Decoded and precisely dated information encrypted in stalagmites from a cave in China reveal past climatic changes and provide insight into the complex interactions in today's climate system. See Letter p.640
Cave stalagmites represent a meticulous archive of climatic events stretching back over many hundreds of thousands of years and, unlike many geological deposits on land and in the ocean, allow the timing of these events to be precisely determined. On page 640 of this issue, Cheng et al.1 decipher a treasure trove of information concealed in the stalagmites of the Sanbao Cave in the mountains of central China. Their findings extend one of the most valuable benchmark climate records available, which now spans an impressive 640,000 continuous years of Asian monsoon history with unprecedented dating precision. The Asian monsoon is a crucial component of the global climate system, so these data not only provide age constraints for other palaeoclimate time series, but also improve our understanding of the interactions, forcing factors and responses of today's climate systems.
As they grow upwards from the cave floor, stalagmites accumulate layer upon layer of calcium carbonate (Fig. 1). Deposited from oversaturated drip waters, this compound is imprinted with the water's chemical composition, which, in turn, carries the chemical signature of rainwater falling above the cave. The oxygen isotope composition of this water (heavy 18O compared with light 16O, reported as δ18O) is an indicator of the climate conditions at the time the rain fell (Fig. 2). Dissolved uranium leached from the rocks above the cave is also trapped in the forming calcium carbonate, acting as a radiometric clock as it slowly decays. This allows stalagmite age to be accurately determined back to around 650,000 years ago2. The older the material, the less exact this clock becomes, and the more effort is needed to determine precise age constraints. Cheng et al. go to the limit of what can be achieved, and their precisely dated stalagmite record covers more than six glacial-to-interglacial cycles.
Climatic events are often globally interconnected, sometimes to a surprising extent. For example, during glacial periods there is a remarkable synchrony between dry events in the Asian monsoon climate and cold events in the North Atlantic region: this is related to massive discharge of icebergs and changes in ocean and atmospheric circulation3,4. The repercussions extend as far south as Antarctica, which warms during these events5,6, and include alterations in the concentrations of methane and carbon dioxide in the atmosphere. Such connections are well established for periods during which good age control is available for all archives, and can provide crucial lessons about our climate system. Under the (reasonably safe) assumption that the synchrony observed for the more recent past holds further back in history, the extended cave record described by Cheng et al. can be used as an indirect age constraint for other archives3,7 that lack direct radiometric age control. This information therefore greatly extends the time over which we have precisely dated climate data around the globe.

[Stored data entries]
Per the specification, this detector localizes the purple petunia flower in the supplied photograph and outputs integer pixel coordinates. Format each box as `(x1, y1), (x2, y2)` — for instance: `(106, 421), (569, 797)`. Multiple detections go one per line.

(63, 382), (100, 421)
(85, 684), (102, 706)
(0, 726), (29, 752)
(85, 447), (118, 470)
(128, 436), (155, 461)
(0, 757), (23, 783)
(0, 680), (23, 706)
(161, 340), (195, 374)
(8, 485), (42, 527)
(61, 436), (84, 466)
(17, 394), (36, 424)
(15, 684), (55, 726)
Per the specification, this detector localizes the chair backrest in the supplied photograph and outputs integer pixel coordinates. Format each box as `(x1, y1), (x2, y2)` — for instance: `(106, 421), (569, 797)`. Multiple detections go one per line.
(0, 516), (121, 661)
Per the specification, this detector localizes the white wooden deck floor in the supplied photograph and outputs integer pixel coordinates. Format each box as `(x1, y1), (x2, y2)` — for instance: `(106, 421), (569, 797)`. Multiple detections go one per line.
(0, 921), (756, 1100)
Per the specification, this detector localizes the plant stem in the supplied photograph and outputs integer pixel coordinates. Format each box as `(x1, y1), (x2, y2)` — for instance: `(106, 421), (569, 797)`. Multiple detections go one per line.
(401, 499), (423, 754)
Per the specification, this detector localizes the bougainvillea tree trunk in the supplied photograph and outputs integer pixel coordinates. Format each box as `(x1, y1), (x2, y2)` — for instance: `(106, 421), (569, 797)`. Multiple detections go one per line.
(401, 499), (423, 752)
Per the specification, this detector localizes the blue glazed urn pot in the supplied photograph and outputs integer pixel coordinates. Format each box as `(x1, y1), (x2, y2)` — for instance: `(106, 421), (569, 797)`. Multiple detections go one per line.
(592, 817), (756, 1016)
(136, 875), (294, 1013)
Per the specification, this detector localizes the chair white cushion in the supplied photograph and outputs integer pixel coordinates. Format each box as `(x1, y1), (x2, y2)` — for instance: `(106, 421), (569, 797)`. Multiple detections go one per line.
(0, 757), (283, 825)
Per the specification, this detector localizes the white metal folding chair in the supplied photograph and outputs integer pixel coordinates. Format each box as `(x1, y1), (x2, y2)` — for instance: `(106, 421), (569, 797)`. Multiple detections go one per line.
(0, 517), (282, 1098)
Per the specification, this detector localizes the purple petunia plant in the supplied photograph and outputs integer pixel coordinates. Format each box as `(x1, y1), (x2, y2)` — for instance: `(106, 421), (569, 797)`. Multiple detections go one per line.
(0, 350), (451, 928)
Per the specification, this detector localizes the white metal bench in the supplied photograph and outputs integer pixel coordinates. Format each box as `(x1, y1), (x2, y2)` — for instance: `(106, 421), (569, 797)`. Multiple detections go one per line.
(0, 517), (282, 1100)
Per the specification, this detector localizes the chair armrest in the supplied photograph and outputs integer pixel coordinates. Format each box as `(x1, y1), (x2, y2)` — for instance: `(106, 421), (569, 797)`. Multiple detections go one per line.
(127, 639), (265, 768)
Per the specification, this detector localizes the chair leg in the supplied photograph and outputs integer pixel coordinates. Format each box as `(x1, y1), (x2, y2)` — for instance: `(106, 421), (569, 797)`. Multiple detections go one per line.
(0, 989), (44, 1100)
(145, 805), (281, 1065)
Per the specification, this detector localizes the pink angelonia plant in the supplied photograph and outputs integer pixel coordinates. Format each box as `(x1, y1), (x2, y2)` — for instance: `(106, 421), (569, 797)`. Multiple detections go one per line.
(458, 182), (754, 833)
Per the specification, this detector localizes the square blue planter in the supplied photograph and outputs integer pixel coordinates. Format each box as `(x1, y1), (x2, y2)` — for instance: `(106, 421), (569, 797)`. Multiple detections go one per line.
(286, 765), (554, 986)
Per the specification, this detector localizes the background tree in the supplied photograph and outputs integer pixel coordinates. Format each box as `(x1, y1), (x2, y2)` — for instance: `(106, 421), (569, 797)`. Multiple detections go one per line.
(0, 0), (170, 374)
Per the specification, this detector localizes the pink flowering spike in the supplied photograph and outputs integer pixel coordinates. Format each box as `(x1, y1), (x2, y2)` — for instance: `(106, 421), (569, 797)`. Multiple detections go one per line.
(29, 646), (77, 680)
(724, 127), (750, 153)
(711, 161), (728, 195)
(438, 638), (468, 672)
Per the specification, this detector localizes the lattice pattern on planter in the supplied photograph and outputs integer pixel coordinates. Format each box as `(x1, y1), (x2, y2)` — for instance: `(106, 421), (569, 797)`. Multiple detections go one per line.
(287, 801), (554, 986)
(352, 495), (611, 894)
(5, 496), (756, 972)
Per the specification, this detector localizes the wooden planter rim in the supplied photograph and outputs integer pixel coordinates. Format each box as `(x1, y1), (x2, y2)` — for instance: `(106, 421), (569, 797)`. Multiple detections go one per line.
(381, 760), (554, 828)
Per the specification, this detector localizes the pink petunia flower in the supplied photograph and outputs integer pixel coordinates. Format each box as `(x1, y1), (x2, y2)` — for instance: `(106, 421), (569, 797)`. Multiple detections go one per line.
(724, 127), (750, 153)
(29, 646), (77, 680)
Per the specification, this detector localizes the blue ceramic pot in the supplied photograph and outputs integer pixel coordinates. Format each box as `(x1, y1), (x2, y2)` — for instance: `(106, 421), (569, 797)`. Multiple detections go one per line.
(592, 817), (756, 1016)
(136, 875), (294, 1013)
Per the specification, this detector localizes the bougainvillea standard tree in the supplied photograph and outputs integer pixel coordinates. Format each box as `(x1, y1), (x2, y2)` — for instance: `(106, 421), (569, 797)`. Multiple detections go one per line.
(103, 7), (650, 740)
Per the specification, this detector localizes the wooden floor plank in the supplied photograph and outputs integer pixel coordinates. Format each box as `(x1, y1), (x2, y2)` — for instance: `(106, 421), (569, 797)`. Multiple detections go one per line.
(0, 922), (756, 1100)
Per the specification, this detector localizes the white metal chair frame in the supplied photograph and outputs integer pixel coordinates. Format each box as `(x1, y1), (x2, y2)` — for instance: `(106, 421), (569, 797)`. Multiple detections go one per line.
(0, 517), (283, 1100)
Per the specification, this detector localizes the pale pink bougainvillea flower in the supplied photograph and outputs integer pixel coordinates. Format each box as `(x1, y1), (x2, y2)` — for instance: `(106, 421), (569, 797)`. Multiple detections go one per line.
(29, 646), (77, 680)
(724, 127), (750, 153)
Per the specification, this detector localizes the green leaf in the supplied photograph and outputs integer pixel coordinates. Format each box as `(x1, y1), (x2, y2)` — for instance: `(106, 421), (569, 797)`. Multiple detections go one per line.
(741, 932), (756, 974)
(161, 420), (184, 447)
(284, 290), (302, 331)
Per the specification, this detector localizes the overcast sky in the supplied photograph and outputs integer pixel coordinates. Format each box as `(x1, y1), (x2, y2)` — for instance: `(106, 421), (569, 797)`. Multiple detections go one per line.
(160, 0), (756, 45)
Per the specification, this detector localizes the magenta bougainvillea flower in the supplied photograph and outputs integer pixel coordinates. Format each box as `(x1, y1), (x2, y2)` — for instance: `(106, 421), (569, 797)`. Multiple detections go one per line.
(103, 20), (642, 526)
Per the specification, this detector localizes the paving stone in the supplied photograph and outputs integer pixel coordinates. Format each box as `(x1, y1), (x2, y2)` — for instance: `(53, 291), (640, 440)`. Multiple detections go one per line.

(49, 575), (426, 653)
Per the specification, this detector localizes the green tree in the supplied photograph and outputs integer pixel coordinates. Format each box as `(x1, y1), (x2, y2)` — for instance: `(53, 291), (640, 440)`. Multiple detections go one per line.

# [LIST OF TASKS]
1. Answer these questions from the stalagmite text:
(a) How many continuous years of Asian monsoon history does the extended record now span?
(b) What substance, leached from the rocks above the cave, acts as a radiometric clock in the calcium carbonate?
(c) Which region warms during the periods when dry events in the Asian monsoon coincide with cold events in the North Atlantic?
2. Write the next paragraph of the stalagmite text, beginning right after the sentence ending "precisely dated climate data around the globe."

# [OUTPUTS BY TASK]
1.
(a) 640,000 years
(b) Dissolved uranium
(c) Antarctica

2.
It might be asked why long time series are important, given that it is so much easier to obtain well-dated climate records for the more recent past. The issue is the multitude of contributing factors that coincide at any one time. For example, Earth's climate is strongly influenced by the configuration of its orbit relative to the Sun, which changes cyclically. The time of the year at which Earth is closest to the Sun changes every 20,000 years or so (the precession cycle). Cyclical changes in the tilt of Earth's axis (the obliquity cycle) occur with a periodicity of around 40,000 years, leading to additional variations in the strength of winter and summer seasons at high latitudes8. Which of these two cyclical variations is responsible for the observed duration of glacial cycles of roughly 100,000 years has long been a matter of debate9,10,11.
The answer to this question can come only from a well-dated climate time series that covers a sufficient number of these cycles — like that amassed by Cheng and colleagues. Although this record reflects monsoon strength and not the extent of glaciation, a previously established link between particularly strong dry events and glacial terminations allowed the authors to determine the exact timing of the past seven glacial terminations. These all relate to specific times in the precession cycle and occur every four or five precession cycles, revealing a prominent role for this orbital cycle.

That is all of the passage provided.